Written task – Write out the entries, please, from the line containing "Locate the electrical" through their final line, exactly and with nothing else.

(Pointing dataset excerpts)
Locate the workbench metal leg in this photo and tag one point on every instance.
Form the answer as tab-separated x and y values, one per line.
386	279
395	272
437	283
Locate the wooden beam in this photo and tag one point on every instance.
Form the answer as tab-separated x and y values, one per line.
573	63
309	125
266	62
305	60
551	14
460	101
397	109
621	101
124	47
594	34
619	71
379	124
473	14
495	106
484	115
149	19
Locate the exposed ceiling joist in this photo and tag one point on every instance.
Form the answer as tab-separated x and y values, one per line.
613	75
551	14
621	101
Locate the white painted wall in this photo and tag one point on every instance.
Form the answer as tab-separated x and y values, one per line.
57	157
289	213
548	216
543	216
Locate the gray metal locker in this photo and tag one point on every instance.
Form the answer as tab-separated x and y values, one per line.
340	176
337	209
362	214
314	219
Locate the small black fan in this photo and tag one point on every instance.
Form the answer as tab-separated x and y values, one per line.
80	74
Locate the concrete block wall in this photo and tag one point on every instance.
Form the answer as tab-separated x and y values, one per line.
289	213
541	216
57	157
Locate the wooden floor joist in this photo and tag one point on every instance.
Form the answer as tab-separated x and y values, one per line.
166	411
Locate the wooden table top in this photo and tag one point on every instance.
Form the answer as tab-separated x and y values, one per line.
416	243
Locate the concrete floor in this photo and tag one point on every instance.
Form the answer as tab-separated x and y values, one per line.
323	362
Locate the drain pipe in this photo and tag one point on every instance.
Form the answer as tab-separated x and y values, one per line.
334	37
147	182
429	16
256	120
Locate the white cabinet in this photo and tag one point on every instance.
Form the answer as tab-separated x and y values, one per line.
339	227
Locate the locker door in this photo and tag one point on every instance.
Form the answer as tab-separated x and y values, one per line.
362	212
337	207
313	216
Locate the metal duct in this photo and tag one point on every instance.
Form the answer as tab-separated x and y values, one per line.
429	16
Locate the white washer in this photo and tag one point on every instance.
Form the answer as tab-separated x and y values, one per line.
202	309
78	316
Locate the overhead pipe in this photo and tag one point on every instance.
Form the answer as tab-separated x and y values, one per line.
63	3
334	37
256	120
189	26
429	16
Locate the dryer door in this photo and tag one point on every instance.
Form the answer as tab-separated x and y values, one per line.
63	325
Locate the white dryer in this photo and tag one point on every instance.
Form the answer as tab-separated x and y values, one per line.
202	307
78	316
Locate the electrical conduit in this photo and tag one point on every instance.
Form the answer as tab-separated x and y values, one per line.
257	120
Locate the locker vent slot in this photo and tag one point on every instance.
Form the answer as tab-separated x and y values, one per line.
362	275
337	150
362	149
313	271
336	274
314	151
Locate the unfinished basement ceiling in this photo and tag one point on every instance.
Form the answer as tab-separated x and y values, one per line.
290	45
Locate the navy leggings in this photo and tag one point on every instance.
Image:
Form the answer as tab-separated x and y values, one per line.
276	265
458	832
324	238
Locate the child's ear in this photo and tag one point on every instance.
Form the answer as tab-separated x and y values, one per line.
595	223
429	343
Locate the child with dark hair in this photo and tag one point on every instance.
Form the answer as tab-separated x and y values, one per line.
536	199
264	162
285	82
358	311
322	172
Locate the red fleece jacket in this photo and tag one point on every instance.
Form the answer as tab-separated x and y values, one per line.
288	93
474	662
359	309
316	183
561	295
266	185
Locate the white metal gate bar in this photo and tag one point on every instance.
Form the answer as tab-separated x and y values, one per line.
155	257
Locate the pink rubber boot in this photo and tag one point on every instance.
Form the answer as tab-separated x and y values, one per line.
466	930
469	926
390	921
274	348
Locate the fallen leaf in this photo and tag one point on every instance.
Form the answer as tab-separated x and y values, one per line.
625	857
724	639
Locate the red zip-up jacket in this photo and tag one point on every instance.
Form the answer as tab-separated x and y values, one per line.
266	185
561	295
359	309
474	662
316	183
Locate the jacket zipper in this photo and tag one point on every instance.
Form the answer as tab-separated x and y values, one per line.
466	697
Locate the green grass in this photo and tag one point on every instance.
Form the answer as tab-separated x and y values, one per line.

Problem solution –
Locate the electrical conduit in this photo and tag one point on every instance.
Form the answer as tab-separated x and y values, one per line.
257	120
Locate the locker vent slot in this photo and tag one point on every instance.
Form the answer as tab-separated x and y values, one per line.
362	275
337	150
362	149
313	271
336	274
314	151
Locate the unfinished basement ceiling in this photo and tag one point on every instance.
Form the answer as tab-separated x and y values, one per line.
290	45
Locate the navy leggings in this photo and tag one point on every instance.
Image:
Form the answer as tab-separated x and y values, one per line.
276	265
458	832
324	238
Locate the child's ear in this photo and tag one point on every instance.
Form the answer as tab-separated x and y values, one per line.
595	223
429	343
Locate the child with dark hair in this photo and tag one point on every instance.
Form the answer as tab-separated x and y values, one per line.
536	199
264	162
285	82
358	311
322	172
Locate the red fleece jacket in this photo and tag one point on every instance.
Form the answer as tab-separated x and y values, one per line.
288	93
474	662
359	309
316	183
561	295
266	185
Locate the white metal gate bar in this photo and tag one point on every instance.
Form the answer as tab-separated x and y values, one per line.
155	257
Locate the pink rubber boot in this photo and tag one point on every instance.
Form the answer as tab-separated x and y values, one per line.
466	930
469	926
390	921
274	348
Locate the fallen leaf in this photo and tag one point on every instance.
Form the answer as tab-separated x and y values, one per line.
625	857
724	639
Locate the red zip-up jacket in this photo and tag one point on every instance.
Form the answer as tab-separated x and y values, one per line.
266	185
561	295
359	309
474	662
316	183
Locate the jacket zipper in this photo and tag one point on every instance.
Form the answer as tab-separated x and y values, one per line.
466	697
Locate the green grass in this photo and tag one point on every instance.
Form the answer as tab-separated x and y values, one per line.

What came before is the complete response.